=== Begin Enclosure ===
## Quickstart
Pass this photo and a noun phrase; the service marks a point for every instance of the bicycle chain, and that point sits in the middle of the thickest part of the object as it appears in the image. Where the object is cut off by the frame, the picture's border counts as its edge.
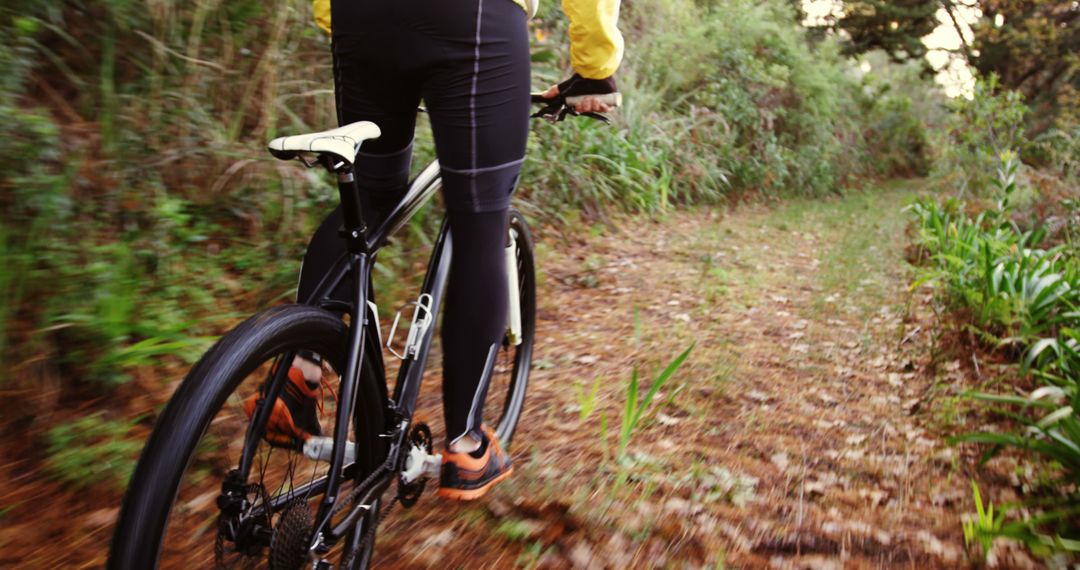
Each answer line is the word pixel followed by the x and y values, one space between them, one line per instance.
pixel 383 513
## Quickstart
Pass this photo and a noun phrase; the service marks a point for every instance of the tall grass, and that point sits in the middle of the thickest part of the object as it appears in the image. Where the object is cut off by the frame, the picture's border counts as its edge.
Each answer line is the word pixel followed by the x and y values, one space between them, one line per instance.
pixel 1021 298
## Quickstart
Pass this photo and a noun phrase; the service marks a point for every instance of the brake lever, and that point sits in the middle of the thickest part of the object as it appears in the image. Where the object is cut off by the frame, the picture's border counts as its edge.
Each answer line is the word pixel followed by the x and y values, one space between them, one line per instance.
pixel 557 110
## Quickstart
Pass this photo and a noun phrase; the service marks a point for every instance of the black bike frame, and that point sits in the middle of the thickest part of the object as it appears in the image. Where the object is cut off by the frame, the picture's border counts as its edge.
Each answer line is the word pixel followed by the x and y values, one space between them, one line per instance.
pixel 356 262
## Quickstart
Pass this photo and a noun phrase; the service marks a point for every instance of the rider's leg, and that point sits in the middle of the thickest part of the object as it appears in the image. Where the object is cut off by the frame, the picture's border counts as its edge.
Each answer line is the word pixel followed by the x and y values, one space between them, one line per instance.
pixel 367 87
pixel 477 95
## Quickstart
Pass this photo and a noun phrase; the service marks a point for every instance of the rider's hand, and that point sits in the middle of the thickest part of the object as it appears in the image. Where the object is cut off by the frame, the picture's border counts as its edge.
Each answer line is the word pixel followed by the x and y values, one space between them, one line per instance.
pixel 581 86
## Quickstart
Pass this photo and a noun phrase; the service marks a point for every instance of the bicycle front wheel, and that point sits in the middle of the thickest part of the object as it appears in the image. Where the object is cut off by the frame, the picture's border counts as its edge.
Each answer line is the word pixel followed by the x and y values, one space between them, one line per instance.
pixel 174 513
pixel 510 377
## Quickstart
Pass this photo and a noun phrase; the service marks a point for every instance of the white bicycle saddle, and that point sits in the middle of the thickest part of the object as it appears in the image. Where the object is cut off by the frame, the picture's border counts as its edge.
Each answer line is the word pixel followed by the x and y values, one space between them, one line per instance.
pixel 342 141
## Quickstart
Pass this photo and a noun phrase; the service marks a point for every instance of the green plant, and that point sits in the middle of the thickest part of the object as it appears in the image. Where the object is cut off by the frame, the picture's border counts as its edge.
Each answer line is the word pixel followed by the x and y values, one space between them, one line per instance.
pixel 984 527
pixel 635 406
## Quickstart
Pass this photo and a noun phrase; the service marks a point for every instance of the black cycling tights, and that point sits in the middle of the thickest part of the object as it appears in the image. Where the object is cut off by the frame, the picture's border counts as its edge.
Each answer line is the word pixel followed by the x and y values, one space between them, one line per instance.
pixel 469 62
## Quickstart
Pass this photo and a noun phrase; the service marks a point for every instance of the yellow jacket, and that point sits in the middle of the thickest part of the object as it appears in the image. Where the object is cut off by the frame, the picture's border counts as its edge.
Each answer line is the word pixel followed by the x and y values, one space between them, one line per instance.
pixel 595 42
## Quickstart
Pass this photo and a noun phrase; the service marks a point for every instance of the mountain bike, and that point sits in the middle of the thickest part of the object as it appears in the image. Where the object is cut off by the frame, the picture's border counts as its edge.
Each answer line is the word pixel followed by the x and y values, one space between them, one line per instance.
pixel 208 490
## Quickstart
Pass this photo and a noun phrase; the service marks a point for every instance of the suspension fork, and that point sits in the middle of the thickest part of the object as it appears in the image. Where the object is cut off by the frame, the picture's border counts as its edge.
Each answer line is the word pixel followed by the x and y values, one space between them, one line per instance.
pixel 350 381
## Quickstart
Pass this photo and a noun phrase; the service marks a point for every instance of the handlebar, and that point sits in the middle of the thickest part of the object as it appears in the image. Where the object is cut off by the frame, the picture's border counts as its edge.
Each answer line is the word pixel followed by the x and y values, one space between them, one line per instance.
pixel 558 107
=== End Enclosure ===
WHAT TO PRODUCE
Your answer must be the records above, word for word, with every picture left out.

SOLUTION FOR THIS PROBLEM
## Quickstart
Pass this photo and a noun phrase; the service marks a point for every instance of the bicycle chain, and that point sits in the middle of the thickest part of the object as it appears in the image. Where the object is cut off by the frame, the picture's border counts as its edge.
Each answer line is the word pixel followed by the x and y values, one space between them, one line per instance.
pixel 383 513
## Quickstart
Pass this photo and a noun phrase; the service marks a point for every instance of the tall grass, and that point sits in the middle of the thickest part of the object as it appears in the image. Where the object is cut off by the frame, the picture's border counts as its edge.
Each answer line is the word pixel followed by the x and y values, one space between them, one line per instance.
pixel 1021 298
## Quickstart
Pass this photo and a noun phrase; the service marks a point for every instance of the brake lever, and that point sits in the middle of the thickest part of the object as it appears in the image. Where the object is cut off by the frame, the picture's border counts as its edge.
Each answer line is the word pixel followed by the x and y values, one space between them, one line per instance.
pixel 557 110
## Quickstart
Pass this photo and a noun phrase; the service marks a point for every instance of the black bike frame, and that point sits in the middle of the thickest part of the object as it appears in the image. Where the object is cut off by the frame, the picture's border counts as its edge.
Each answer line is the word pixel followed by the x and y values, one space between them, one line per instance.
pixel 356 262
## Quickstart
Pass this photo and a noun phrase; the service marks a point for every instance of the rider's leg, and that point sits in the middle of the thickest part of the object as it appears in the image. Where the object is cut off by the frame, the picture's border counts as its edge.
Each answer line is the word pixel followed by the x and y values, one space between them, one line per instance.
pixel 367 87
pixel 477 95
## Quickstart
Pass this photo and a noun phrase; the service marks a point for every instance of the rider's hand, and that point sits in the middle of the thickest part of the object as it appears in the image. Where the object is cut off by the frame, the picture's border counts as its edge.
Each answer line is the word pixel followed by the x and y values, one space between them, one line per instance.
pixel 581 86
## Quickstart
Pass this photo and a noun phrase; the service marks a point for every instance of the bicycle front wheel, and that point sits in the middle of the thickest part of the object as it appears in the image. Where the object is cut off by the frame, the picture's border counts as its edge.
Each answer line is the word pixel followed by the x and y values, one space between them, one line per instance.
pixel 174 513
pixel 510 377
## Quickstart
Pass this photo and a noun phrase; the service marks a point for every instance of the white bicycle saddle, and that point sits in the middle of the thickest part of the object as it appears in the image. Where the object is cut off by the frame, the picture's border counts as its edge.
Each answer line is the word pixel followed by the x and y values, one space between them, one line per instance.
pixel 342 141
## Quickstart
Pass this photo and a noun phrase; the service marks a point for every instance of the green plant, and that point sits in the middle of the thickest part of the object as it appears in the image. Where the object is cut off by the frame, the picture's border counts as its edge.
Each answer line is the word pixel followed by the x and y values, one space between them, one line per instance.
pixel 984 527
pixel 635 406
## Quickstart
Pass this photo and a noun phrase; the service marks a point for every instance of the black cycling tights, and that point sits in the middle of the thickest part of the object as it appears in the image. Where the object is cut off by the frame, the picture's border counts as its edge.
Each answer line is the word pixel followed by the x and y values, one space between them, one line per instance.
pixel 469 62
## Quickstart
Pass this photo and a noun phrase; the service marks a point for every instance of the yellow jacket, and that point sits in the middle of the thickest part of the object as it appears in the image. Where the object is cut off by the frame, the picture's border counts as its edge.
Each answer line is the word pixel followed by the x and y values, one space between them, one line per instance.
pixel 595 42
## Quickstart
Pass this photo and a noun phrase; the service marks a point for every instance of the mountain bike, and that point sits in the middle of the thickest part of the object as it appears in the image. Where the object is cut off by the frame, the picture's border counts as its edge.
Each answer line is the word pixel followed by the x and y values, one space between them, one line per instance.
pixel 208 490
## Quickstart
Pass this photo and a noun phrase; the service marks a point for every instance of the suspension fork, and that point sits in the middle of the thickest part of the object as it appears in the image. Where the object is cut off by the frame, the picture's border counts as its edge.
Each answer line is the word pixel followed by the x and y values, one space between them, one line per instance.
pixel 350 381
## Quickstart
Pass this photo and a noun phrase; the service marks a point for every instance of the handlebar, and that point sits in the middle of the thickest part of the object as it appears in the image. Where the object is cut off by the frame, the picture's border counts as its edge.
Each answer line is the word pixel followed by the x and y values, one space between them, one line per instance.
pixel 558 107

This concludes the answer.